--- Begin ---
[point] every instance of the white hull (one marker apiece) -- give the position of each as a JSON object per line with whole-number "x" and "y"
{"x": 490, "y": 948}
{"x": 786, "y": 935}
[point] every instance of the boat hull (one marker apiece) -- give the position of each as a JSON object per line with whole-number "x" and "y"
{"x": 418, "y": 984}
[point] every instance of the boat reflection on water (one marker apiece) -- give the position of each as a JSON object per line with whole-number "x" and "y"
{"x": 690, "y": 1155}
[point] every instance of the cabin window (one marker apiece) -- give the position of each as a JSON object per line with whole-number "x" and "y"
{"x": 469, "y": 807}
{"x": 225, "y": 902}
--- End ---
-- Given task --
Render every line of the material above as a Markdown table with two columns, "No." for the row number and "Entry" for the line itself, leaving out any blank lines.

-- Correct answer --
| No. | Entry |
|---|---|
| 1 | [point] every instance of the white hull (one marker apiece) -- give the position of each as a JSON object per line with whole-number "x" and "y" |
| 2 | {"x": 490, "y": 948} |
| 3 | {"x": 786, "y": 935} |
| 4 | [point] every instance of the boat hull (one marker apiece) -- give the position of each as a JSON object per line with whole-number "x" and "y" |
| 5 | {"x": 418, "y": 984} |
| 6 | [point] every instance of the boat reflection on water (one marker apiece) -- give the position of each as a JSON object per line with whole-number "x" and "y" |
| 7 | {"x": 690, "y": 1155} |
| 8 | [point] every instance of the cabin window (one marker apiece) -- give the position of each as a JSON object per line with whole-number "x" and "y" |
| 9 | {"x": 469, "y": 807} |
| 10 | {"x": 225, "y": 902} |